Identify the line in which "point: the black bridle, center" appears, then reproduce that line and all remaining lines of the records word for word.

########################################

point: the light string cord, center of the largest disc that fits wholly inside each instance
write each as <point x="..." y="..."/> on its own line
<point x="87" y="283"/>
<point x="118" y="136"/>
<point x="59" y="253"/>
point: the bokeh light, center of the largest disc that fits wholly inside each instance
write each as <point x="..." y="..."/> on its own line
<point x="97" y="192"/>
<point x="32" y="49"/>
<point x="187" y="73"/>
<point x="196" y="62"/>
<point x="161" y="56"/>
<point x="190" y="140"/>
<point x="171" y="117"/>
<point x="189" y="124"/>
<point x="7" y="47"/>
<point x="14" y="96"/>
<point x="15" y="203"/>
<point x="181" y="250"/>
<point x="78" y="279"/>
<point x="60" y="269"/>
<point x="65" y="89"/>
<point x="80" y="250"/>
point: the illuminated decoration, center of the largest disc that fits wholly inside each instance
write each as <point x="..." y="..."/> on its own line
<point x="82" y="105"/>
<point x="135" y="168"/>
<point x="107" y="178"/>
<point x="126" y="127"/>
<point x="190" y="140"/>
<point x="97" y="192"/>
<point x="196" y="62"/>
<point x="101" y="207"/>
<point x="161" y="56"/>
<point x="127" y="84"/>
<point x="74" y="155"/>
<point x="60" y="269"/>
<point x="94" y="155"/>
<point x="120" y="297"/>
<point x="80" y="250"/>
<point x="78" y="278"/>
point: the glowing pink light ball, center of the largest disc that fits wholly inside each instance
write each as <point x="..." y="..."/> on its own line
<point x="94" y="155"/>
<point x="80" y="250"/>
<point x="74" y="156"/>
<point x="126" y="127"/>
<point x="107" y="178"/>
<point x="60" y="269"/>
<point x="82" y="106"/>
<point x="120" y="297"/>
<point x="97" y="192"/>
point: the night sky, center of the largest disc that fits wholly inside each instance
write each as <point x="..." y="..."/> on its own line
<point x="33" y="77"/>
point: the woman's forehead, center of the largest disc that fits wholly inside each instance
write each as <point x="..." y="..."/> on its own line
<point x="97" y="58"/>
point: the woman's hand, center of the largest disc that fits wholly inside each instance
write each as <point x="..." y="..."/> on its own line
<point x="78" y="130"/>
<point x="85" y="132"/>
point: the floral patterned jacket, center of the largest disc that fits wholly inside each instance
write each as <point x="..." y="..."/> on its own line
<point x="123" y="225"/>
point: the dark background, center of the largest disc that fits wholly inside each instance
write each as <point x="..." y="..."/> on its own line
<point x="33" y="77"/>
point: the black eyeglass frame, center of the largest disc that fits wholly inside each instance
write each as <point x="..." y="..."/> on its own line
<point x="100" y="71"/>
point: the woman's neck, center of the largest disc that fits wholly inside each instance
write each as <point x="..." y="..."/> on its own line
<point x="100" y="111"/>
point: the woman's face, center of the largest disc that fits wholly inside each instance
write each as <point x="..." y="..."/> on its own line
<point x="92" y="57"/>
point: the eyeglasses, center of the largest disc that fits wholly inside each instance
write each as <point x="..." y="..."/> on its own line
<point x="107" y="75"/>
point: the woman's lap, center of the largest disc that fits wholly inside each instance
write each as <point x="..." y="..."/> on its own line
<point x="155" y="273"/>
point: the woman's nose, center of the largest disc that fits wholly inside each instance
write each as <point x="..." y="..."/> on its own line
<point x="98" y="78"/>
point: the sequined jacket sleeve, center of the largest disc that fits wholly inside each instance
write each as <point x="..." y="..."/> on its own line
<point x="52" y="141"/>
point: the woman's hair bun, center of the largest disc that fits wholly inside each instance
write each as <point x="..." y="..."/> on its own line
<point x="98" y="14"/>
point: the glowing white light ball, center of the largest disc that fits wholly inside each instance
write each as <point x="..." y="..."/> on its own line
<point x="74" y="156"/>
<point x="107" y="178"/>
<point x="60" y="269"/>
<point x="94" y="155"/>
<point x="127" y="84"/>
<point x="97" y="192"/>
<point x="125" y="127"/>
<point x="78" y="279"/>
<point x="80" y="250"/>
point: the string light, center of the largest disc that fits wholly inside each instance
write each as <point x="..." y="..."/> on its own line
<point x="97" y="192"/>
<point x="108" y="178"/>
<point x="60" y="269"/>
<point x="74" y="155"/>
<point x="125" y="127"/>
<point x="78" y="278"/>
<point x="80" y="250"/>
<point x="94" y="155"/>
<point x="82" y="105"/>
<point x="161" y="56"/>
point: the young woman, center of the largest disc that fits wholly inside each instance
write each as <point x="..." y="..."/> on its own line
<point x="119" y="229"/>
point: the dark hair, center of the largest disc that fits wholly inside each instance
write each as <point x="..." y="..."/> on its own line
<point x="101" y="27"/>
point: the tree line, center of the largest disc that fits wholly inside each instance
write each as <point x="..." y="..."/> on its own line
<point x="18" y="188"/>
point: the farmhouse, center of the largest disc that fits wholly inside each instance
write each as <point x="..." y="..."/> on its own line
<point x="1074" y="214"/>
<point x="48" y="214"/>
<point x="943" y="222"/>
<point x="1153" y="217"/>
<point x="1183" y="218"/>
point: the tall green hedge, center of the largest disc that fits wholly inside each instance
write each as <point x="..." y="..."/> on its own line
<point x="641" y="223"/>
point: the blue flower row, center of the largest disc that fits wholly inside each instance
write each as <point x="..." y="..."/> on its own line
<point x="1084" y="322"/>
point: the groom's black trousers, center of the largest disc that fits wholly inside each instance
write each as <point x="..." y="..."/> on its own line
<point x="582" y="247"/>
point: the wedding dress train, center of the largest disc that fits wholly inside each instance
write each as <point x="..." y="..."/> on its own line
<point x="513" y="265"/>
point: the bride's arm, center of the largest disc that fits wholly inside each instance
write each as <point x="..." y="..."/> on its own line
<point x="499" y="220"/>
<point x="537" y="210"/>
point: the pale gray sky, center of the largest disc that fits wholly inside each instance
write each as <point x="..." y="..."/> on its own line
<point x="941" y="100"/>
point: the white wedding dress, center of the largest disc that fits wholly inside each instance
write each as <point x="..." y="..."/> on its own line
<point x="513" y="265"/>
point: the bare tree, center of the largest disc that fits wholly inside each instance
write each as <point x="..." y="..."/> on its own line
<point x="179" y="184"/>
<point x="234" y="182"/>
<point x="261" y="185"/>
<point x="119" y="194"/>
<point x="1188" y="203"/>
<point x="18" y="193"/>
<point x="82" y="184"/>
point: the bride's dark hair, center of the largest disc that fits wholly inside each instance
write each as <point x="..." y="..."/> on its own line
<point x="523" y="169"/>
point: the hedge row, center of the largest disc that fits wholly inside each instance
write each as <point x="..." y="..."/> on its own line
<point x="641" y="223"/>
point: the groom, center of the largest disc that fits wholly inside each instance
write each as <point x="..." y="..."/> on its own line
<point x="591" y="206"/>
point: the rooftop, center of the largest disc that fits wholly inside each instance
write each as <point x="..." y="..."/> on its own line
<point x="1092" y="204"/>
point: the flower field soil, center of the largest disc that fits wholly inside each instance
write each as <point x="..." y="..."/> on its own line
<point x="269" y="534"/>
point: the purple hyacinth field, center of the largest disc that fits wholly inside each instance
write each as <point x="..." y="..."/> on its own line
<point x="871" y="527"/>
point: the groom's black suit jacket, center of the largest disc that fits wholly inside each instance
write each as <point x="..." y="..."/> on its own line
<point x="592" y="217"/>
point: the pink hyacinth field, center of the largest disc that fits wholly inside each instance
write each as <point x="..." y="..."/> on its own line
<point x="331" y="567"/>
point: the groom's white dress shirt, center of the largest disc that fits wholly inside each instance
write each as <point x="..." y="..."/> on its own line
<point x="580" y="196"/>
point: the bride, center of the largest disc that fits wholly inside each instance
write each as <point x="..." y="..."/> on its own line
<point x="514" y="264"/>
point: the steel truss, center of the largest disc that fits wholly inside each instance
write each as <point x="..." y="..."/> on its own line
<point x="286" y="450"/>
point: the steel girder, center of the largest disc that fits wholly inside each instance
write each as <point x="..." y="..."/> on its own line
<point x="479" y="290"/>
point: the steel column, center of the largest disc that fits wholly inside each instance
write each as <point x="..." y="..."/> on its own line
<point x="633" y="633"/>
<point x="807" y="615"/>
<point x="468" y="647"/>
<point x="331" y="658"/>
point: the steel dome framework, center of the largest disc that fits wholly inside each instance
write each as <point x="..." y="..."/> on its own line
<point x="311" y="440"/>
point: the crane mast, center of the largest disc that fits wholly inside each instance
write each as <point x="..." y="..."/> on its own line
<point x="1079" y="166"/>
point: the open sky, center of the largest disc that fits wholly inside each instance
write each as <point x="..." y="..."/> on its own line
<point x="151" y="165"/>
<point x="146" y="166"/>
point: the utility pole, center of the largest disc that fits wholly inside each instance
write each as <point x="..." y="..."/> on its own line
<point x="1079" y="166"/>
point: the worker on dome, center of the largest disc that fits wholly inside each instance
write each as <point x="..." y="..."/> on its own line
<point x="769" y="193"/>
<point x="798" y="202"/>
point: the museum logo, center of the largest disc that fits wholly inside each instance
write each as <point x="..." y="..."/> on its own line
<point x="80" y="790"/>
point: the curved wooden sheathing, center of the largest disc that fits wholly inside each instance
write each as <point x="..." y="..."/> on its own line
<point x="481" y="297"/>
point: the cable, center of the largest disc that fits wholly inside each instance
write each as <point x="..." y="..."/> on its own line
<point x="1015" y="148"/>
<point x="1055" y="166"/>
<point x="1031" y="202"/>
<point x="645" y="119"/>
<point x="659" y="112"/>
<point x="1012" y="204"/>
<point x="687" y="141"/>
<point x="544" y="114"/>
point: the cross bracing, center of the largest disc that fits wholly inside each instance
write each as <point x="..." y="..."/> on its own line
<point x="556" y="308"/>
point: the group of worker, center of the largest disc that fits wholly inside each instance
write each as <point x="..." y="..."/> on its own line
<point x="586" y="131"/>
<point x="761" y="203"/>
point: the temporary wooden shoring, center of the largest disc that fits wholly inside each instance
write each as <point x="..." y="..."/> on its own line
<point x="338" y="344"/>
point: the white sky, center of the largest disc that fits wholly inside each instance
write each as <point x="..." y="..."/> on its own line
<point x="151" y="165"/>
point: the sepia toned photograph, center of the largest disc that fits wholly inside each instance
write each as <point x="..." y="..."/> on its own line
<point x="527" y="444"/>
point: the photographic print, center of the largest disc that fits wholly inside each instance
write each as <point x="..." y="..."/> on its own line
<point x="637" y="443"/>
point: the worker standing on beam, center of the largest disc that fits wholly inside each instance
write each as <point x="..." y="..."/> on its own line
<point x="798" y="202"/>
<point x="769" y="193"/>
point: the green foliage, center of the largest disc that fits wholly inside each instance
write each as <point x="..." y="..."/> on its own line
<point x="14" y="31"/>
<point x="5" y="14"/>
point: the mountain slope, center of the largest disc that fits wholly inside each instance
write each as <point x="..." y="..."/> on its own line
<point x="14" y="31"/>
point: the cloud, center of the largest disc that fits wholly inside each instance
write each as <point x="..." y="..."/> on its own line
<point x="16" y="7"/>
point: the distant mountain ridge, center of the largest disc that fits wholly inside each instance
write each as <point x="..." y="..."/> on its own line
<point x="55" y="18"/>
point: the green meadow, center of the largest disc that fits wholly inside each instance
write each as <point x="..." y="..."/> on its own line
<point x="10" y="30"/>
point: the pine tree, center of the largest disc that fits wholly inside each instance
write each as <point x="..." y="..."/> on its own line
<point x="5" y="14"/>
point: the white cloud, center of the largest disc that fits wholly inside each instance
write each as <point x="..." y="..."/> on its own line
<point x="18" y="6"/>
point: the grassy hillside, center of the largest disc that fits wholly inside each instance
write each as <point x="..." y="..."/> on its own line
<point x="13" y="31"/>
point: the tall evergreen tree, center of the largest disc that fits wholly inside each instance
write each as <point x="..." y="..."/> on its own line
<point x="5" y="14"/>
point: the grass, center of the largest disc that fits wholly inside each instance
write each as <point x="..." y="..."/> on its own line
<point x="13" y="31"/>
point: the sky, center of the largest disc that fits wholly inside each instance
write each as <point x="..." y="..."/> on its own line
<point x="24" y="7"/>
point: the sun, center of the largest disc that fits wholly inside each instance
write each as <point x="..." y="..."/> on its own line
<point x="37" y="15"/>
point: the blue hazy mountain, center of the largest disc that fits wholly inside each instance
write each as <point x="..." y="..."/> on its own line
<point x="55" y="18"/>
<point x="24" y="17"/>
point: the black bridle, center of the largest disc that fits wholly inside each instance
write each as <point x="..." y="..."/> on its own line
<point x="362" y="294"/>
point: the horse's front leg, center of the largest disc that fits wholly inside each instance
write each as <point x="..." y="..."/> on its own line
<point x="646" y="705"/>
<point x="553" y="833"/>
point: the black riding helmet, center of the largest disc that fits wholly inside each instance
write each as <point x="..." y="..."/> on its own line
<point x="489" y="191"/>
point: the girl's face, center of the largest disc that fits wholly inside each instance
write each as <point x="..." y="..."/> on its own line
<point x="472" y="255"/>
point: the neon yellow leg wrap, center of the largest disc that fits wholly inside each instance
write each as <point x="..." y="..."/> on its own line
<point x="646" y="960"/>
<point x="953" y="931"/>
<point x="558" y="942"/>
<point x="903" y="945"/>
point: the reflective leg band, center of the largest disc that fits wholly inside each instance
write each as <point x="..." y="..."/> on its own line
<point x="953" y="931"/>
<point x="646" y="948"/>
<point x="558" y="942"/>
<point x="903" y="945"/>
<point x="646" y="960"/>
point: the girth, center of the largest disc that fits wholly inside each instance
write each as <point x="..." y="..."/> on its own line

########################################

> Answer to the problem
point: the black bridle, center of the largest disc that fits wholly inside each instance
write each as <point x="..." y="..."/> on its own line
<point x="362" y="294"/>
point: the horse's front leg, center of the largest disc that fits wholly inside each instance
write each as <point x="..." y="..."/> on its own line
<point x="646" y="705"/>
<point x="553" y="833"/>
point: the black riding helmet, center of the largest disc that fits wholly inside each instance
write each as <point x="..." y="..."/> on its own line
<point x="489" y="191"/>
point: the girl's face, center of the largest disc that fits wholly inside each instance
write each as <point x="..." y="..."/> on its own line
<point x="472" y="255"/>
point: the neon yellow leg wrap, center of the largest disc that fits wholly inside each instance
write each as <point x="..." y="..."/> on its own line
<point x="646" y="960"/>
<point x="953" y="931"/>
<point x="558" y="942"/>
<point x="903" y="945"/>
point: the reflective leg band, center of the largest disc that fits wholly inside each instance
write each as <point x="..." y="..."/> on its own line
<point x="953" y="931"/>
<point x="646" y="948"/>
<point x="558" y="942"/>
<point x="903" y="945"/>
<point x="646" y="960"/>
point: the girth, center of the largest disc that fits wholly inside each instance
write each as <point x="..." y="..."/> on its own line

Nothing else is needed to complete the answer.